__WHAT THIS TASK INVOLVES__: Could you carry on the forum thread about camel spiders below from the point where it stops?

__SOURCE EXTRACT__:
# Camel Spiders..



## PhilK (Sep 19, 2007)

I've completely had a mind-blank as to the real names of these fellas, but if you Google 'camel spiders' they come up...
Weird to describe.. they look scorpionish minus the claws and tail, they have hairy heads, and huge mouthparts... can we keep them in Australia?


----------



## Trouble (Sep 19, 2007)

Thats just too freaky
They're HUGE!!!
I dont like spiders especially those ones
But good thread


----------



## Sdaji (Sep 19, 2007)

I recently saw one for the first time, they're awesome little critters! 

Unfortunately, you can't legally keep them in Australia, but you can't really keep them anywhere - they're nearly impossible to care for. They don't stop moving, and to fuel all that activity they need to eat almost constantly! I don't think anyone has managed to keep them alive for long at all. They'll become skinny very quickly and apparently in some cases will starve to death in a few hours!


----------



## Snow1369 (Sep 19, 2007)

Don't they run like really really fast?


----------



## PhilK (Sep 19, 2007)

Remembered their name: solpugid! 
And they aren't actually spiders, as such.
Any ideas anyone?


----------



## PhilK (Sep 19, 2007)

Sdaji said:


> I recently saw one for the first time, they're awesome little critters!
> 
> Unfortunately, you can't legally keep them in Australia, but you can't really keep them anywhere - they're nearly impossible to care for. They don't stop moving, and to fuel all that activity they need to eat almost constantly! I don't think anyone has managed to keep them alive for long at all. They'll become skinny very quickly and apparently in some cases will starve to death in a few hours!


Damn! Couldn't you just feed them constantly, and in a huge tank? Although if they have so little fun in capitvity, I wouldn't want to keep one.. great critters though.


----------



## Sdaji (Sep 19, 2007)

__MATERIAL PROVIDED__:
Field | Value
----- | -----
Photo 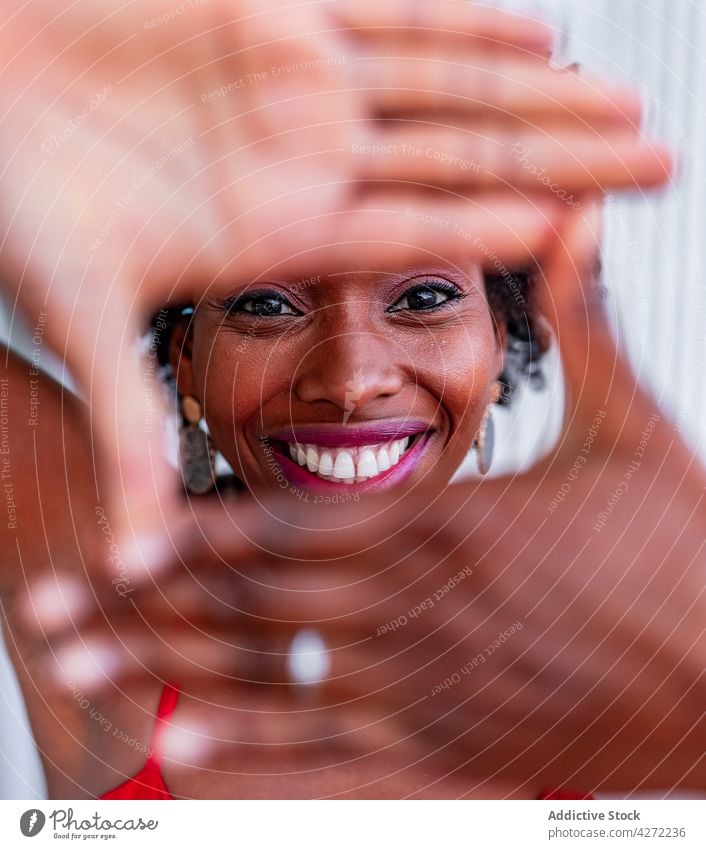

__ANSWER TO THE PROBLEM__:
Solifugid  Yes, I'm sure it would be possible to keep them happy if you really wanted to go overboard, but it would be a heck of a task. Either way, it's illegal in Australia.


----------



## hornet (Sep 19, 2007)

you sure that info is right sdaji? staving to death in hrs doesnt sound right. They are an arachnid but neither spider nor scorp, i know a few keepers in europe and the US


----------



## Australis (Sep 19, 2007)

Crazy critters.

http://www.camel-spiders.net/


----------



## Sdaji (Sep 19, 2007)

hornet said:


> you sure that info is right sdaji? staving to death in hrs doesnt sound right. They are an arachnid but neither spider nor scorp, i know a few keepers in europe and the US



That's what the Americans told me while I was there recently. I have no doubt that in some conditions at least some species would be able to live at least a few days. Have the people you know had long term success with them?


----------



## hornet (Sep 19, 2007)

not sure a few dealers sell them, mostly asian species so mayb a bit more hardy.


----------



## TSC23 (Sep 19, 2007)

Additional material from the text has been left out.